Second option: Scavenge and cutout a mobo tray out of an old case. Drill a hole in each corner and mount it to the wood (use a smaller spacer if you need to).... then you can use the threaded holes already setup for you from the old tray.


----------



## Dippyskoodlez (Jun 10, 2012)

The cylinders linked above would probably work well; I would look for some with an oct/hex frame so when you embed them into the hole they will have a shape thats not going to rotate in the hole.

Gluing standoffs directly into the hole will work for a little while, until a screw gets misthreaded and tears it out because its a cylinder glues into a cylinder and nothing to actually hold it in. It will NOT work in plywood. (Been there, done that.) Wood glue wont actually bond to the standoff, where it will with wood.


----------



## de.das.dude (Jun 11, 2012)

Jizzler said:


> Standard, or at least what I find the most is M6-32 size and threading.
> 
> 1' M6-32 rods for my motherboard stacking project.
> 
> http://www.techpowerup.com/forums/attachment.php?attachmentid=47461&stc=1&d=1339338942



i have the same keyboard!


----------



## erocker (Jun 11, 2012)

ThE_MaD_ShOt said:


> Or you could drill the holes on the tight side ( sized to the standoff threads) and screw the stand offs themselves to the wood with a little glue or jb weld on the threads to hold them there.



^Best solution.


----------



## <<Onafets>> (Jun 12, 2012)

Im drilling a hole the whole way through and superglueing the rods completely flush with the wood. That way standoffs won't become useless if they are stripped and I can remove them later and get my cabinet back


----------

━━━━━━━━━━

## [CHALLENGE 1]
Reproduce the standoff-mounting thread in full, word for word.
The standoff-mounting thread and the listing that comes next are unrelated material.

━━━━━━━━━━

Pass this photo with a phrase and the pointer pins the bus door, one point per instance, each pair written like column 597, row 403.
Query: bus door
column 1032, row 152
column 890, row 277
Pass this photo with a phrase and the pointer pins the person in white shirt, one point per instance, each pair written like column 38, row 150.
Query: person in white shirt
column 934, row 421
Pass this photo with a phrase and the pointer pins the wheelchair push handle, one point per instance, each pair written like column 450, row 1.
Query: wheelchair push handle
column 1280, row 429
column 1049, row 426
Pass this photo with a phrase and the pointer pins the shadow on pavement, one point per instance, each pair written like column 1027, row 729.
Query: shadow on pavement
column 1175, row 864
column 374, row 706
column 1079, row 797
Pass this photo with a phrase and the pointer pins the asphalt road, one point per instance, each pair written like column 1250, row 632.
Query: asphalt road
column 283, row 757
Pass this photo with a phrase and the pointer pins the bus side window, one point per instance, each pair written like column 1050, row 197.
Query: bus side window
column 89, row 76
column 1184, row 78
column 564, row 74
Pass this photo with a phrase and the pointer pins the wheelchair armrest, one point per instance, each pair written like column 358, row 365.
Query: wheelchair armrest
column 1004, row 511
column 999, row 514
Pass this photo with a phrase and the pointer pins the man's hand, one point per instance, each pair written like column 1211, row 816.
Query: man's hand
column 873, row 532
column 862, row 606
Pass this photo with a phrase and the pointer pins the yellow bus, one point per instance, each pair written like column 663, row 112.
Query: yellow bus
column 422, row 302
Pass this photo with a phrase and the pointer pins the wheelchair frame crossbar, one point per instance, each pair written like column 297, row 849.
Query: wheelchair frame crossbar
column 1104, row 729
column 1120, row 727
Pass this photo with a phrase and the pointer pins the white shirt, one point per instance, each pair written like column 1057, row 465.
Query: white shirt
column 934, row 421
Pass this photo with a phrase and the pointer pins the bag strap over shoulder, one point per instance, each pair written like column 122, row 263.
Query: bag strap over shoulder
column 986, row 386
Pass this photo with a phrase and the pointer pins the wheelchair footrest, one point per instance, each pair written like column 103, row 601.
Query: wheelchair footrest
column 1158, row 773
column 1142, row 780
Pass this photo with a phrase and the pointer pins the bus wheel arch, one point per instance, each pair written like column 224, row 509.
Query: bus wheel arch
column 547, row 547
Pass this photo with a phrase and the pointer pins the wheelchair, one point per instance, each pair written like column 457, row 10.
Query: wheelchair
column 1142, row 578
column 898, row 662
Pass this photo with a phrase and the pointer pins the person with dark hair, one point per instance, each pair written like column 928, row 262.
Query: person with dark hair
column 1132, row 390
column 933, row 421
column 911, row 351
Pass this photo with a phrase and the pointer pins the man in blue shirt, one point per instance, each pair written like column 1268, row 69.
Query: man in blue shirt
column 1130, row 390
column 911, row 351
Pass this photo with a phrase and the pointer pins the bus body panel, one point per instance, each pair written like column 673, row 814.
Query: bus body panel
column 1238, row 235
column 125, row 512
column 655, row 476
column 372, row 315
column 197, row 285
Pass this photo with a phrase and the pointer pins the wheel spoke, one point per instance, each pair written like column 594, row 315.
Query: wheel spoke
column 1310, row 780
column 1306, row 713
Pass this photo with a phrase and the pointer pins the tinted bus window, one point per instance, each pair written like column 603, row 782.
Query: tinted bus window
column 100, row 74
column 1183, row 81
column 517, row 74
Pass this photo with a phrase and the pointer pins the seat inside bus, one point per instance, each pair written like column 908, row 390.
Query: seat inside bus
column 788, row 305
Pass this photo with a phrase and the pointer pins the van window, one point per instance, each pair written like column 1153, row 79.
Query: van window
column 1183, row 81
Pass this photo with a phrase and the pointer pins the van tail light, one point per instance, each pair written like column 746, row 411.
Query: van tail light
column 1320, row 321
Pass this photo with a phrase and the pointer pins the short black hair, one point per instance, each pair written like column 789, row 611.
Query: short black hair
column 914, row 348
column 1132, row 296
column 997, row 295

━━━━━━━━━━

## [CHALLENGE 2]
Write out the lines of the listing starting at the line that contains "789, row 611." and ending at the last line of the listing, with both ends included.

## [EXERCISE SOLUTION 1]
Second option: Scavenge and cutout a mobo tray out of an old case. Drill a hole in each corner and mount it to the wood (use a smaller spacer if you need to).... then you can use the threaded holes already setup for you from the old tray.


----------



## Dippyskoodlez (Jun 10, 2012)

The cylinders linked above would probably work well; I would look for some with an oct/hex frame so when you embed them into the hole they will have a shape thats not going to rotate in the hole.

Gluing standoffs directly into the hole will work for a little while, until a screw gets misthreaded and tears it out because its a cylinder glues into a cylinder and nothing to actually hold it in. It will NOT work in plywood. (Been there, done that.) Wood glue wont actually bond to the standoff, where it will with wood.


----------



## de.das.dude (Jun 11, 2012)

Jizzler said:


> Standard, or at least what I find the most is M6-32 size and threading.
> 
> 1' M6-32 rods for my motherboard stacking project.
> 
> http://www.techpowerup.com/forums/attachment.php?attachmentid=47461&stc=1&d=1339338942



i have the same keyboard!


----------



## erocker (Jun 11, 2012)

ThE_MaD_ShOt said:


> Or you could drill the holes on the tight side ( sized to the standoff threads) and screw the stand offs themselves to the wood with a little glue or jb weld on the threads to hold them there.



^Best solution.


----------



## <<Onafets>> (Jun 12, 2012)

Im drilling a hole the whole way through and superglueing the rods completely flush with the wood. That way standoffs won't become useless if they are stripped and I can remove them later and get my cabinet back


----------

## [EXERCISE SOLUTION 2]
Pass this photo with a phrase and the pointer pins the short black hair, one point per instance, each pair written like column 789, row 611.
Query: short black hair
column 914, row 348
column 1132, row 296
column 997, row 295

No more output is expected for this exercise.